И третье нападение, его показали по телевидению: горел рафик, подожженный выстрелами, а ехали в нем старики и дети. Вел машину молодой совсем парень. Они дали очередь из автомата, полетели стекла, были пробиты шины. Парень на ободах дотянул до поворота, чтобы скрыться за углом от выстрелов, это их и спасло. Но пуля пробила бак, «рафик» вспыхнул свечой… Детей, которые лежали на полу, вытаскивали из горящей машины.

Где же был Невзоров, отчего не снял этого геройства своих милых и бойких парней?

МИД республики запросил командование гарнизона о том, где приписан ОМОН, кому же он подчиняется. Оттуда коротко ответили: «Не нам». В дивизии был тот же ответ.

Так кому он реально подчиняется?

Рубиксу, ЦК КПЛ, Центру?

Горбачеву?

Знает ли он, что развязан настоящий террор гражданскому населению? Что умирают люди, становятся жертвами дети. Я видел лица этих спасенных из горящей машины детей: вот, что нужно показывать по Центральному, по ВАШЕМУ, Кравченко, телевидению!

А то ведь опять понаедут Невзоровы или Денисовы и будут утверждать о нужности и даже полезности этих славных парней, на которых кто-то тут нападет. Не дети ли из горящей машины?

А, вот, послушайте, я убежден, что если бы их не ублажали, да не поощряли, да не ласкали по-дружески из Москвы, не было бы — я уверен! — той трагедии, которая разыграется здесь у здания Министерства внутренних дел…

Это все кем-то умело подготавливалось и подводилось к той роковой минуте, когда прозвучали автоматные очереди на улицах в центре Риги…

Сейчас еще пять дней у нас в запасе.

Пять дней, которые могли бы спасти пять жизней.

Звучат призывы из телецентра, но вряд ли они способны прошибить бронежилеты на душах этих ребят.

— Мы вас просим быть милосерднее!

Эти слова произносили, прямо-таки прокрикивали с экрана.

---

Что нужно сделать
[1] Ответьте по отрывку, каждый ответ на своей строке:
(a) Кто вел рафик?
(b) Что ответили из командования гарнизона на запрос МИДа?
(c) Сколько дней, по словам автора, еще в запасе?
[2] Перепишите из отрывка кусок, который начинается словами «Где же был Невзоров, отчего» и продолжается до слов «он реально подчиняется?» включительно.
Строки, идущие после отрывка, здесь ни при чем.

Предоставленные данные

---

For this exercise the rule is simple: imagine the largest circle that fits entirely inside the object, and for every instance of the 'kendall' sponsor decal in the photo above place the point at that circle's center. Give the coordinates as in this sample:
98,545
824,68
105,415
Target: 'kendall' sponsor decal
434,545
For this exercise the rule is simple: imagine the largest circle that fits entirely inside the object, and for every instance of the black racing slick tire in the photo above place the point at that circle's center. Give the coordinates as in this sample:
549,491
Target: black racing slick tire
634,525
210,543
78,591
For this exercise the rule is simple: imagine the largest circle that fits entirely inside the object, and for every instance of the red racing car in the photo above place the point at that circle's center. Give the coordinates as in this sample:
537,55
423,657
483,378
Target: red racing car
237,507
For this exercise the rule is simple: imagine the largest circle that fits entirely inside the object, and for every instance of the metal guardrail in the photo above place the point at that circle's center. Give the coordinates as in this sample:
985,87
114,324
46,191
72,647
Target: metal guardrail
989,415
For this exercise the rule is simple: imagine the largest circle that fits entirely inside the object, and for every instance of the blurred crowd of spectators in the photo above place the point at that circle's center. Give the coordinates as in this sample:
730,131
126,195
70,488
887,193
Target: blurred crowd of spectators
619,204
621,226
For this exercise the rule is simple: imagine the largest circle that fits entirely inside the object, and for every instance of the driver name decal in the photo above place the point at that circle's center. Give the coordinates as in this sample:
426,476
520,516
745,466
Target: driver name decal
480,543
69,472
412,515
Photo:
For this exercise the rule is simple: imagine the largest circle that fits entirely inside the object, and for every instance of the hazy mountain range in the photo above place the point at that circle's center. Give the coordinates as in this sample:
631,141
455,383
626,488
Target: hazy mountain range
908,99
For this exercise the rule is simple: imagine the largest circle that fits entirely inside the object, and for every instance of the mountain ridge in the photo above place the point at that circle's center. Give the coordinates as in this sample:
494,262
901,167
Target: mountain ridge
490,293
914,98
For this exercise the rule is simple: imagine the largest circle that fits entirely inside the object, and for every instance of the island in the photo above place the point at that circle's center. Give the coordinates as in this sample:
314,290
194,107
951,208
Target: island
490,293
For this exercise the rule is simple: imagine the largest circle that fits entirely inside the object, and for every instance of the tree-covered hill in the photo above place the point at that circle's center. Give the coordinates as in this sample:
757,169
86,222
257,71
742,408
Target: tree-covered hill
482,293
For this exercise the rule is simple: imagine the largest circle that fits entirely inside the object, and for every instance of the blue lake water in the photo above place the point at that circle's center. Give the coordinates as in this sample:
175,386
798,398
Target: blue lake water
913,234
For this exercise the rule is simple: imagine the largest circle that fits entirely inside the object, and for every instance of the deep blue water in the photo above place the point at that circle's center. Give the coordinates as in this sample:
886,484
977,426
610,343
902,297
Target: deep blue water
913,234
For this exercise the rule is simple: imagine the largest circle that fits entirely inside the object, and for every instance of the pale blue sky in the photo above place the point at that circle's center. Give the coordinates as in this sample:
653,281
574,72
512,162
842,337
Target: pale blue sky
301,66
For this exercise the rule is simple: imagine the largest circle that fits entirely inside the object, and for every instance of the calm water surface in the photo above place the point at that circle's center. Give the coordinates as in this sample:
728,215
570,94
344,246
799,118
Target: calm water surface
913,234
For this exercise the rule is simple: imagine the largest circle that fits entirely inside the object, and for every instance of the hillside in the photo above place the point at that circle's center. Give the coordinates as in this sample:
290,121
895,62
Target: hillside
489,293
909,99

---

Ожидаемые ответы
[1]
(a) Совсем молодой парень.
(b) «Не нам».
(c) Пять дней.

[2]
Где же был Невзоров, отчего не снял этого геройства своих милых и бойких парней?

МИД республики запросил командование гарнизона о том, где приписан ОМОН, кому же он подчиняется. Оттуда коротко ответили: «Не нам». В дивизии был тот же ответ.

Так кому он реально подчиняется?